Reproduce the closing part of the entries exactly: the line with "out the turf" and all lines after it, ending with the last line, and nothing else.

— START OF Task inputs —

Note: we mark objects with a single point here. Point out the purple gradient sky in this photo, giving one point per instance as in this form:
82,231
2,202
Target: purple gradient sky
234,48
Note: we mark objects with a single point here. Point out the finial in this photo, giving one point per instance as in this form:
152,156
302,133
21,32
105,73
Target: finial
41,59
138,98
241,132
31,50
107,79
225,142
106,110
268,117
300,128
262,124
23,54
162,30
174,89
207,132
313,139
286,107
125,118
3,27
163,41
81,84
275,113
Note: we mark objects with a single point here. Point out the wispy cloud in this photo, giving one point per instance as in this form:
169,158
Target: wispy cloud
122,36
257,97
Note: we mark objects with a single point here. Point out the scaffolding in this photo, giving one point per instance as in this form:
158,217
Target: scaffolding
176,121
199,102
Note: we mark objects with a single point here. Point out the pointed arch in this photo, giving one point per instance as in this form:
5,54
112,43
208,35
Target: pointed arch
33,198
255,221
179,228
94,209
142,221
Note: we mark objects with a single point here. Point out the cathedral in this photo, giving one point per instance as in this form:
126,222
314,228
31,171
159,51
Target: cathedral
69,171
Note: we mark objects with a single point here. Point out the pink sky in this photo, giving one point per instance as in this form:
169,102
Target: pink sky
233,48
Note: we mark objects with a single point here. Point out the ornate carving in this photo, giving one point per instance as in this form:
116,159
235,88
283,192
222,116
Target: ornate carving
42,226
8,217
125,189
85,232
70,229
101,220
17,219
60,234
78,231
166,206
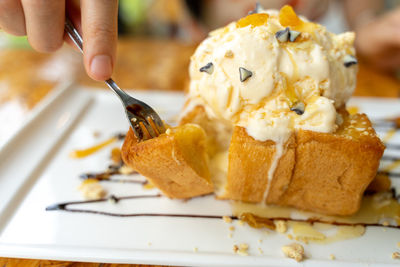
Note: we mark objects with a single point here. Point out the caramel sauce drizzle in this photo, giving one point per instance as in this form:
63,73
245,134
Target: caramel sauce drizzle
82,153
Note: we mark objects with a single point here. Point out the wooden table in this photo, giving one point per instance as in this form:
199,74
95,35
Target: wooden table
174,58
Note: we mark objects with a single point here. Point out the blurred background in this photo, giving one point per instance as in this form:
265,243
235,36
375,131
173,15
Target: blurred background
157,38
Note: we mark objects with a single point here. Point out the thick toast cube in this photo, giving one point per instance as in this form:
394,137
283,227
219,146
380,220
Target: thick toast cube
321,172
176,162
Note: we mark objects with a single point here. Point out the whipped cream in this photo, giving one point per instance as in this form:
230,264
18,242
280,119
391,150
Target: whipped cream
309,70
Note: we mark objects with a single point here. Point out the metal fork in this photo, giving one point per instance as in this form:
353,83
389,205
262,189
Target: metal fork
145,122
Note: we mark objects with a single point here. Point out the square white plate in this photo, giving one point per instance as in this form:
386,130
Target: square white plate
36,171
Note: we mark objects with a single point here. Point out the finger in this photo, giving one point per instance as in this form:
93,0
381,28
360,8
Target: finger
73,11
100,30
12,17
44,22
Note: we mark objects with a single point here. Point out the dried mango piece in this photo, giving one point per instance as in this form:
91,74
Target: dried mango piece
253,20
288,18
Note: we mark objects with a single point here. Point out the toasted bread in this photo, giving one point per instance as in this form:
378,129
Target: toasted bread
176,162
321,172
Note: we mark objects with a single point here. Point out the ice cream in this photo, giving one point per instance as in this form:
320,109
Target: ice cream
272,73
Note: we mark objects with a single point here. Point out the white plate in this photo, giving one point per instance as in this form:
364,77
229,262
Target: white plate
36,171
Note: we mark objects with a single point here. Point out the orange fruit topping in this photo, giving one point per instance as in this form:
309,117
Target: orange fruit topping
253,20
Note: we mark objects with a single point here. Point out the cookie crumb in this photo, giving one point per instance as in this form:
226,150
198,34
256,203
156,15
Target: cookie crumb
91,189
229,54
227,219
294,251
125,169
243,249
281,226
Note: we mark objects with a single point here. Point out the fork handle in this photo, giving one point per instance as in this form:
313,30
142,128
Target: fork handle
77,39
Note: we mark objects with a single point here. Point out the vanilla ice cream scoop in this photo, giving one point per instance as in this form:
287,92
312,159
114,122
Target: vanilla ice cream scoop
272,73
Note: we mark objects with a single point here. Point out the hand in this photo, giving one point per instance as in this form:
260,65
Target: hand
43,22
379,41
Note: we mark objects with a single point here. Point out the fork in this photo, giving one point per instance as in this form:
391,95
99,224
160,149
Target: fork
145,122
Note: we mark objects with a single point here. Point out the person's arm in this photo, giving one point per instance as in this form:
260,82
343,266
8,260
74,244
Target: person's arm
43,22
377,36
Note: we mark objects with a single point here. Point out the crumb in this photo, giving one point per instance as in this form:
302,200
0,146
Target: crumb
227,219
243,249
294,251
113,199
281,226
148,185
125,169
92,189
116,155
229,54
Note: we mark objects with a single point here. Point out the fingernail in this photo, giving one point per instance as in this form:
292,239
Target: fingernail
100,67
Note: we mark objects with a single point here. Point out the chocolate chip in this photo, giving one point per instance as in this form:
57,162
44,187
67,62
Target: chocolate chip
349,60
298,107
244,74
209,68
257,9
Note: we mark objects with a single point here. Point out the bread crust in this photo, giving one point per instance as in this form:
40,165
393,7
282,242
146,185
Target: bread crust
177,169
321,172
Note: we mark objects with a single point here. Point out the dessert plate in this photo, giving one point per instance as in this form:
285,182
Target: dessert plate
36,172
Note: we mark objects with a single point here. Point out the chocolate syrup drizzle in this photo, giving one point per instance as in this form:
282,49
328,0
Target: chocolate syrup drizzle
115,170
64,207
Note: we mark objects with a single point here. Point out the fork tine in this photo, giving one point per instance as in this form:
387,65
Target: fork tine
159,125
137,130
149,129
153,125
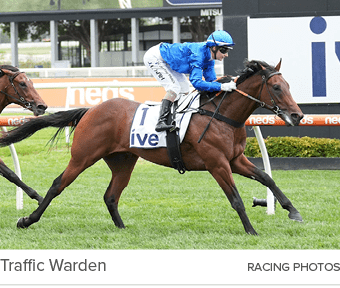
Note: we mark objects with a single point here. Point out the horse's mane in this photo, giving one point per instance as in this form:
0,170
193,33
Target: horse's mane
250,68
9,67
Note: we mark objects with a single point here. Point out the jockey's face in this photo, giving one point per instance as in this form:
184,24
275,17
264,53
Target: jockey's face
219,55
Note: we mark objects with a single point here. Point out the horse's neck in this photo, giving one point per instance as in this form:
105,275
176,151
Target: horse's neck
237,107
3,103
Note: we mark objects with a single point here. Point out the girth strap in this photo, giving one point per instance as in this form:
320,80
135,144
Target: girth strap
222,118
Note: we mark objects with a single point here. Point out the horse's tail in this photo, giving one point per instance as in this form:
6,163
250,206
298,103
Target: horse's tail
59,120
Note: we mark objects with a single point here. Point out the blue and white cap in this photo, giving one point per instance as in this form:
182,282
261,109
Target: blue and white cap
220,38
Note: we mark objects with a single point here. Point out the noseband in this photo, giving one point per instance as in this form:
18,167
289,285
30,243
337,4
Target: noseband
276,109
20,98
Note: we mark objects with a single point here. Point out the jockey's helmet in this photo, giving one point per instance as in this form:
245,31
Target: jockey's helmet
220,38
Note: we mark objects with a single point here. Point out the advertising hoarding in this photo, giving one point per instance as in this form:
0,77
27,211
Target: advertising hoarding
310,52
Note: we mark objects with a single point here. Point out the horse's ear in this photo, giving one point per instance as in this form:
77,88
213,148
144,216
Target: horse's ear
278,66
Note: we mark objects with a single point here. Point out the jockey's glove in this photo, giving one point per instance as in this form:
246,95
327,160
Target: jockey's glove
228,87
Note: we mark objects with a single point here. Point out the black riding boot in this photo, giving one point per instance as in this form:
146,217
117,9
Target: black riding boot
163,116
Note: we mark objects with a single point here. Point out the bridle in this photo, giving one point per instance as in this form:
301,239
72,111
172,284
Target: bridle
275,108
20,98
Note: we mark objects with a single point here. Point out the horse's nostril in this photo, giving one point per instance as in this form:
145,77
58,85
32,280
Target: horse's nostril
42,107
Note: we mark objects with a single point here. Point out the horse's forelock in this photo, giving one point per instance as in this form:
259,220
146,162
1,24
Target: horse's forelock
9,67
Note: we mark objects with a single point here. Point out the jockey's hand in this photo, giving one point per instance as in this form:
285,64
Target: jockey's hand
228,87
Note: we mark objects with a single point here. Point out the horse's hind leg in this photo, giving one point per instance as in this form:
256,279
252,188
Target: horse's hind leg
244,167
72,171
121,165
12,177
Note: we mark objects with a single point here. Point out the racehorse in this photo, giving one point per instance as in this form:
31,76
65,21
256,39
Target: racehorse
16,88
102,132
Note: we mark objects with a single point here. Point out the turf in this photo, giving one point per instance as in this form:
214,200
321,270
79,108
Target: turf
163,210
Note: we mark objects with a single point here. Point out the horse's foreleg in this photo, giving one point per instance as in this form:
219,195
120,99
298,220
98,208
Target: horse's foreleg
12,177
121,166
244,167
35,216
224,178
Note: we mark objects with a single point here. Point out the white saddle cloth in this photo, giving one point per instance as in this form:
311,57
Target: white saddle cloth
143,133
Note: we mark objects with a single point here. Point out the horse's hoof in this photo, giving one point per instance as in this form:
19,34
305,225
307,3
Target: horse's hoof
20,223
40,199
295,216
253,232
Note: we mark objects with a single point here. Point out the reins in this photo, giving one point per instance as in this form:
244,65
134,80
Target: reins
21,99
276,109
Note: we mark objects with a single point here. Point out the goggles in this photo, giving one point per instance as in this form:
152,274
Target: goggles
224,49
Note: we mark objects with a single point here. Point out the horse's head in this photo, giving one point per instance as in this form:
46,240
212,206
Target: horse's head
273,90
18,89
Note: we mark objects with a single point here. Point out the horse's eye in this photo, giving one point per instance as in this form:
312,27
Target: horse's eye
277,87
23,84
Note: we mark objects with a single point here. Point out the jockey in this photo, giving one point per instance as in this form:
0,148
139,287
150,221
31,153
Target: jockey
169,63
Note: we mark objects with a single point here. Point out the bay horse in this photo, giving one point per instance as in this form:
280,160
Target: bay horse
16,88
102,132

— END OF Task inputs —

• **Written response**
Note: we mark objects with a single point here. Point out the turf in this photo, giving one point per instance as in this form:
214,200
321,270
79,108
Target: turf
163,210
Note: we mark objects with a single point here. Point out the horse's foreleg in this photo, giving one point per instance as in this form:
219,195
120,99
298,220
98,208
Target: horse's foreleg
12,177
121,166
244,167
35,216
224,178
Note: we mark objects with a single point here. Point out the white saddle cloth in this photo, giving one point per instance as in this form:
311,57
Target: white saddle cloth
143,133
Note: we mark objects with a single point here. Point out the horse's hoof in this photo, giving one point per instance as in this form:
19,34
305,225
307,3
Target: horse's hoof
20,223
40,199
295,216
253,232
Note: we mark objects with a single point here. Point out the reins in this photo, giving one point per instance as in this form:
244,65
134,80
Target: reins
21,99
276,109
Note: we mark objects with a single point here. Point out the goggles in this photo, giving one point per instance as in this form:
152,274
Target: goggles
224,49
Note: we mark objects with a single point here. Point out the horse's head in this photo, giving one point per instance as in this form:
46,240
212,206
Target: horse's head
273,90
18,89
Note: we mark objects with a single point here. Point out the horse's eye in this photo, giving one point per instance as in this form:
312,27
Target: horse's eye
277,87
23,84
Note: we mark objects with a single point here. Point out the jockey in this photo, giving one point per instance as in this form:
0,148
139,287
150,221
31,153
Target: jockey
169,63
Note: we mark objects with a single point here. Point out the bay horse in this photo, giving one point per instance as in this form:
280,160
Target: bay horse
16,88
102,132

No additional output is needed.